*** SUPPLIED RECORDS Section Begins ***

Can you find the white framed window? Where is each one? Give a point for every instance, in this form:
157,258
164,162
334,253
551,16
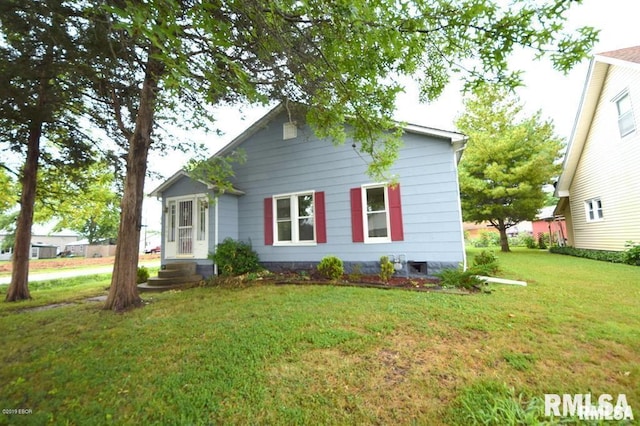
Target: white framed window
593,210
375,200
624,108
294,219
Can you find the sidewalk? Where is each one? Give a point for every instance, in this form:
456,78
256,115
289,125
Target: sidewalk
38,276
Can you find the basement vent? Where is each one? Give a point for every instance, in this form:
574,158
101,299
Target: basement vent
417,268
289,131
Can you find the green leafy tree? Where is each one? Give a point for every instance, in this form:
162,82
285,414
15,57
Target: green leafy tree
342,59
508,160
89,206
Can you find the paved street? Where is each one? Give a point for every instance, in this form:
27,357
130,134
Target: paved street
37,276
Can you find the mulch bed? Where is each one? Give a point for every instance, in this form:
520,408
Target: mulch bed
368,281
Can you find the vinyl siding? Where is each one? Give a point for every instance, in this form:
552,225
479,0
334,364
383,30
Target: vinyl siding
427,174
608,169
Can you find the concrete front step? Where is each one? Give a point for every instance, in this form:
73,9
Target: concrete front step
170,273
160,281
189,268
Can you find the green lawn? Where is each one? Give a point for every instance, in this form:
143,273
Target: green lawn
328,355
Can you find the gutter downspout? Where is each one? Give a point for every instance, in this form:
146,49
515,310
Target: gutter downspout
457,156
215,234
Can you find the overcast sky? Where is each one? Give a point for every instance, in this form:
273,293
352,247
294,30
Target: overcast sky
555,94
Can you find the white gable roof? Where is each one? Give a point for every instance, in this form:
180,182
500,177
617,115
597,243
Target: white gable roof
458,140
596,76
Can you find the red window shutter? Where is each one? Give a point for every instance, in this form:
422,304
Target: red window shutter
268,221
321,221
357,228
395,213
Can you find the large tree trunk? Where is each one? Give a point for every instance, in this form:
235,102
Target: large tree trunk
19,287
123,293
504,239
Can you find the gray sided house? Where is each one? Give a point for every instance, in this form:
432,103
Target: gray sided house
298,199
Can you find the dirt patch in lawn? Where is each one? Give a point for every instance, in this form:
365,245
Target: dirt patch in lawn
70,262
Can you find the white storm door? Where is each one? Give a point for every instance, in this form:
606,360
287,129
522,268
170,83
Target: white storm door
185,228
171,222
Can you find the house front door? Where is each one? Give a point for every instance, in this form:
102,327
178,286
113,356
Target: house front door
186,227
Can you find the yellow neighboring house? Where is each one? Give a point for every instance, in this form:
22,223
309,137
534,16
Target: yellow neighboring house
599,188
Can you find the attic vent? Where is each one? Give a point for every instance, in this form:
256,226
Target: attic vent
289,131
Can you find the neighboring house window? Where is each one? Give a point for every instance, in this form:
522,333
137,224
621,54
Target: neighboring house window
626,120
295,219
376,214
593,208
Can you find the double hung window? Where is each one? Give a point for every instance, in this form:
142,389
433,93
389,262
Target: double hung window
294,218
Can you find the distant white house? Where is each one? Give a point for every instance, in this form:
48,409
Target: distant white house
44,242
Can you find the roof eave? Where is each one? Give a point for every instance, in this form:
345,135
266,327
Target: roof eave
588,102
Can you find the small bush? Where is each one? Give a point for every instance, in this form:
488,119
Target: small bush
458,278
143,275
632,255
485,263
356,273
603,255
386,269
487,239
331,267
235,258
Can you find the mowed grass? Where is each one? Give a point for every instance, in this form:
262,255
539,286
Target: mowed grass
328,355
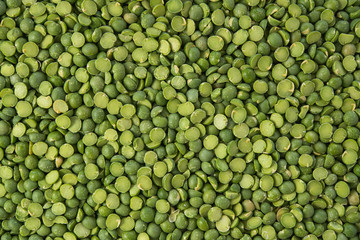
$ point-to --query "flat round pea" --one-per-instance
(215, 43)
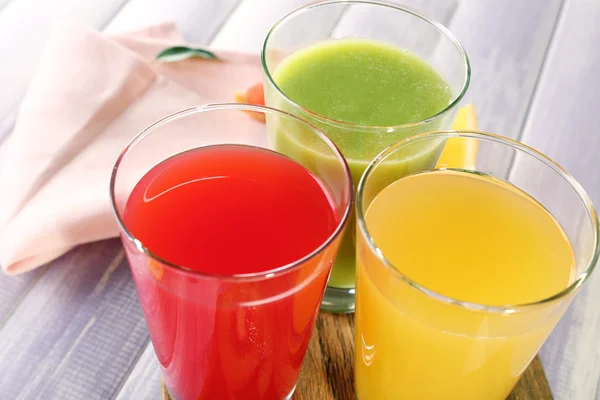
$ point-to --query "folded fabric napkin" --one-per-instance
(90, 96)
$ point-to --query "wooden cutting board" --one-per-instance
(328, 374)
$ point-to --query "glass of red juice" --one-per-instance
(230, 245)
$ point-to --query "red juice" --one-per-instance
(222, 211)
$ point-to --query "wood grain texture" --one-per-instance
(327, 372)
(144, 381)
(77, 333)
(563, 125)
(198, 21)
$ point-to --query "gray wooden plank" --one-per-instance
(144, 381)
(246, 28)
(562, 124)
(14, 289)
(197, 20)
(78, 332)
(498, 47)
(506, 42)
(24, 27)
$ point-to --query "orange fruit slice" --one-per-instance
(461, 152)
(255, 94)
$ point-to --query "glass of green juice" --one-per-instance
(367, 74)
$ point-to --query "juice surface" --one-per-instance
(472, 238)
(360, 82)
(229, 210)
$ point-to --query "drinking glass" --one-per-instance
(219, 335)
(371, 20)
(413, 342)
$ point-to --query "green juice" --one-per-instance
(365, 90)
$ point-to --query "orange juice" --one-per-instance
(470, 238)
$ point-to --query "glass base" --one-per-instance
(167, 396)
(338, 300)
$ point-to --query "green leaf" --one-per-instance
(179, 53)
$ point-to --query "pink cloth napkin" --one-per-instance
(90, 96)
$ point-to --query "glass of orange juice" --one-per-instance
(463, 270)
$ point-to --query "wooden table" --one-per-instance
(74, 329)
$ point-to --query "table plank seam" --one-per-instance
(25, 293)
(126, 375)
(534, 93)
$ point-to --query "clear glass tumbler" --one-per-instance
(414, 341)
(374, 21)
(224, 335)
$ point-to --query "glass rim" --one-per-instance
(228, 107)
(436, 24)
(474, 134)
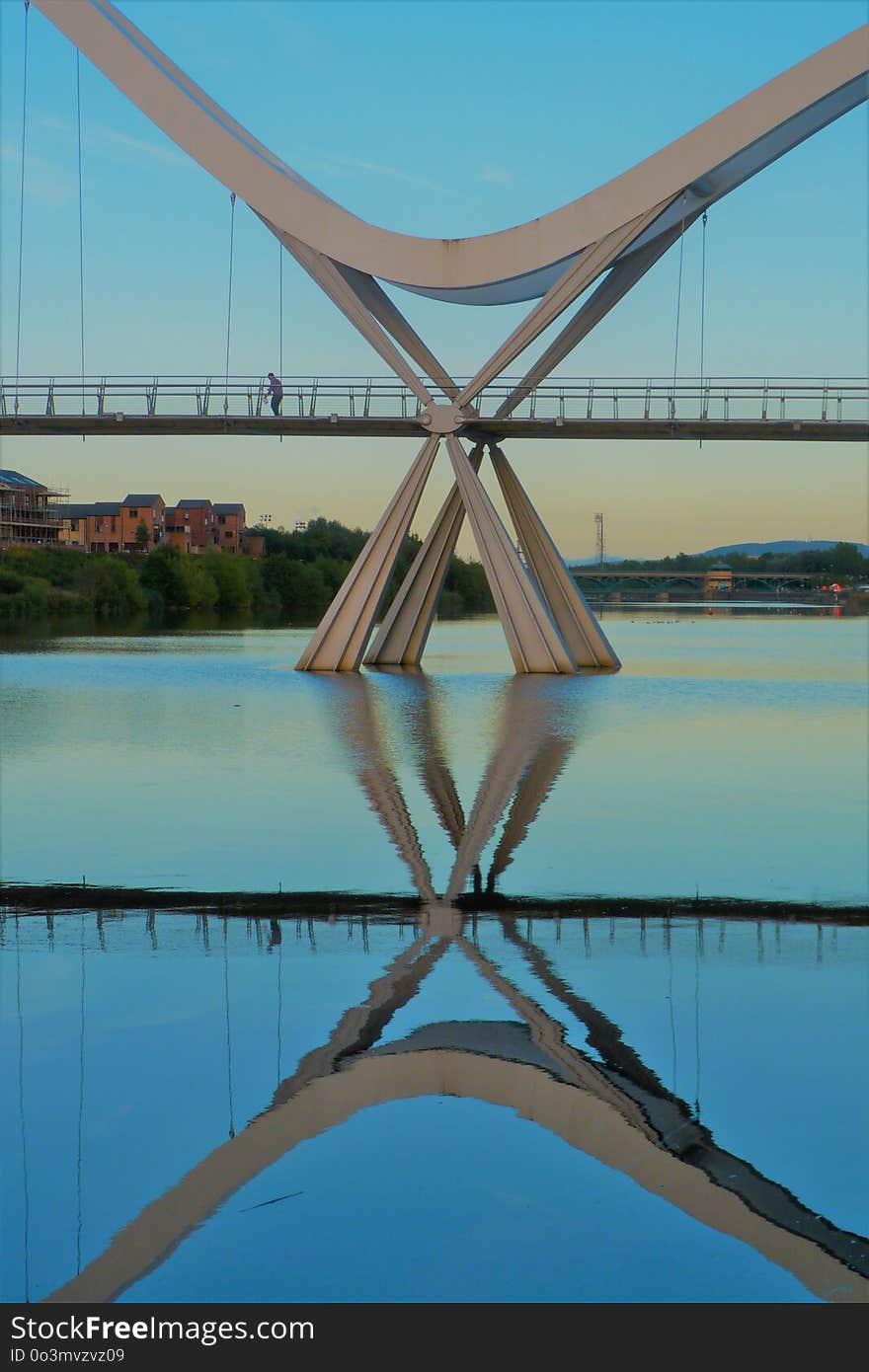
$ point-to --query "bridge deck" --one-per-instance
(341, 425)
(612, 408)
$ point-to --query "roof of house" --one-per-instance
(70, 510)
(17, 479)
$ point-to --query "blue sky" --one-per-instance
(439, 118)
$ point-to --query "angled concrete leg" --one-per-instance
(341, 639)
(534, 641)
(404, 633)
(583, 636)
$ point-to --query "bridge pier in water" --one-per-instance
(546, 620)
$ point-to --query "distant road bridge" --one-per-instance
(607, 580)
(352, 407)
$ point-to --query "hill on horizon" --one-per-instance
(788, 545)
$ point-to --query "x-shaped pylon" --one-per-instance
(548, 625)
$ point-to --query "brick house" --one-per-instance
(74, 528)
(134, 509)
(229, 527)
(193, 526)
(27, 510)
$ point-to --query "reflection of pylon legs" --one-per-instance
(583, 636)
(342, 636)
(534, 643)
(403, 636)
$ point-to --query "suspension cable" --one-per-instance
(229, 302)
(21, 213)
(703, 320)
(81, 236)
(703, 305)
(678, 301)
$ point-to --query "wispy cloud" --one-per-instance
(356, 166)
(105, 140)
(499, 176)
(45, 183)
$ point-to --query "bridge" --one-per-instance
(588, 254)
(607, 580)
(378, 407)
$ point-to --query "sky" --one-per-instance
(438, 118)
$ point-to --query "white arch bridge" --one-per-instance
(602, 243)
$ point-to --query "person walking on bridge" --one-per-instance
(276, 393)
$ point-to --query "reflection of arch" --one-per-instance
(630, 1126)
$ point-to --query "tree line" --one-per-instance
(292, 583)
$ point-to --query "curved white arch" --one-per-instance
(581, 1118)
(515, 264)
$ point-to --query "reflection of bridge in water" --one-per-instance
(604, 1102)
(601, 1100)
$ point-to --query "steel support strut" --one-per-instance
(583, 636)
(401, 640)
(344, 632)
(534, 641)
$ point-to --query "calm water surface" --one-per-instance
(502, 1110)
(728, 757)
(446, 1107)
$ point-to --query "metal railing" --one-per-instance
(830, 401)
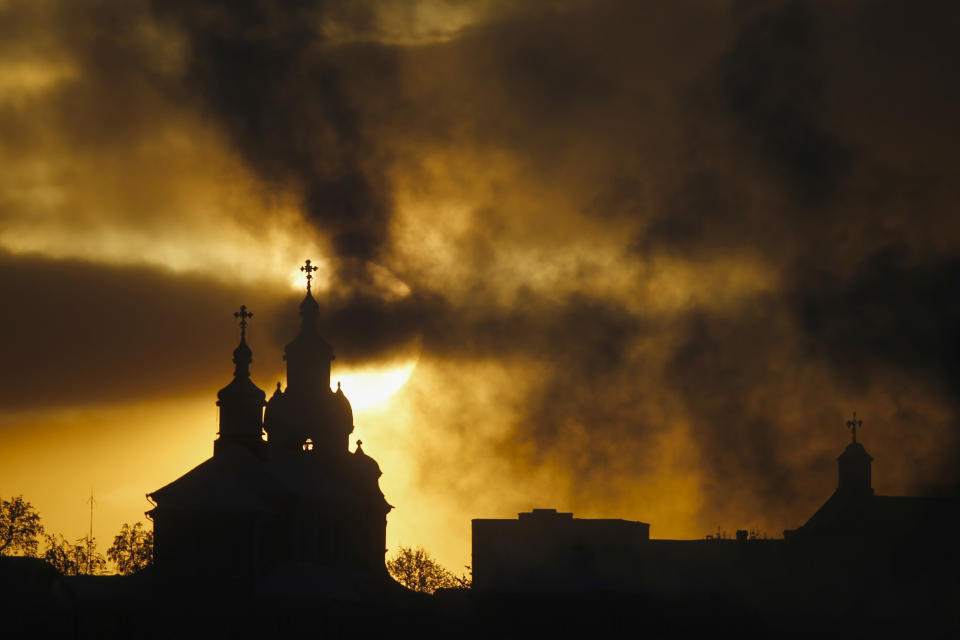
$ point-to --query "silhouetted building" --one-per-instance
(297, 498)
(855, 521)
(544, 550)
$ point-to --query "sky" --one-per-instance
(638, 260)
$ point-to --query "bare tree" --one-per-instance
(417, 570)
(132, 549)
(20, 527)
(74, 559)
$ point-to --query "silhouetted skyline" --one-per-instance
(631, 260)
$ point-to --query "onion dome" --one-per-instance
(343, 410)
(367, 465)
(241, 402)
(308, 356)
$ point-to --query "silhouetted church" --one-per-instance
(259, 507)
(854, 518)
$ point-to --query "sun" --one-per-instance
(371, 386)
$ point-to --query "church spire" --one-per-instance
(854, 466)
(241, 402)
(242, 356)
(309, 355)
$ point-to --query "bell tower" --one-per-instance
(241, 402)
(854, 465)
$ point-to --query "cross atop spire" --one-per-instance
(309, 269)
(853, 424)
(243, 314)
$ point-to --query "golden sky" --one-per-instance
(636, 260)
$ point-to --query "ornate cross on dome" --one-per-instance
(243, 314)
(309, 269)
(853, 424)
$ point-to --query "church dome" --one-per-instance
(366, 465)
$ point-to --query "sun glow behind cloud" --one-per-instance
(370, 387)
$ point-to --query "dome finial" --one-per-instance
(309, 269)
(853, 424)
(243, 314)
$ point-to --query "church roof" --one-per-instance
(236, 479)
(233, 480)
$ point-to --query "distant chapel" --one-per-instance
(262, 506)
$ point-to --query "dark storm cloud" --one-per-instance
(760, 168)
(889, 313)
(798, 139)
(264, 73)
(77, 333)
(772, 78)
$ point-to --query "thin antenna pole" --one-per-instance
(91, 512)
(89, 545)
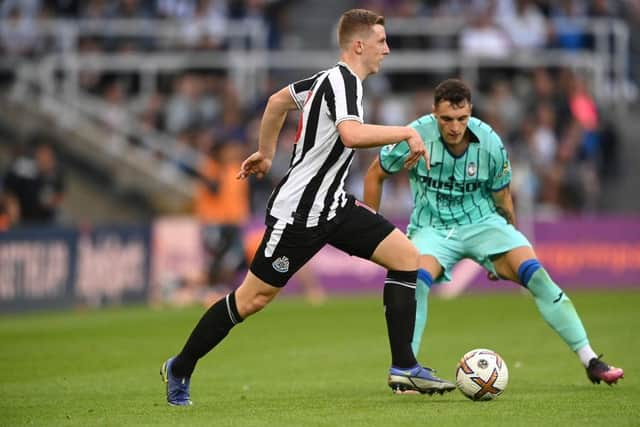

*** SUPPLIED RECORDS Section Ends ***

• **TASK DETAILS**: The answer must consist solely of the lines from the first line of the data through the line containing "Can you find the sidewalk?", inclusive, reproduced exactly and without pictures.

• **ANSWER AREA**:
Can you find the white framed window? Where is each one? Give a point for every instance, in this form:
157,258
164,162
334,253
551,16
Target: white framed window
593,210
375,200
624,108
294,219
Can you find the sidewalk? Where is each one? Give a point for every instance, in this form:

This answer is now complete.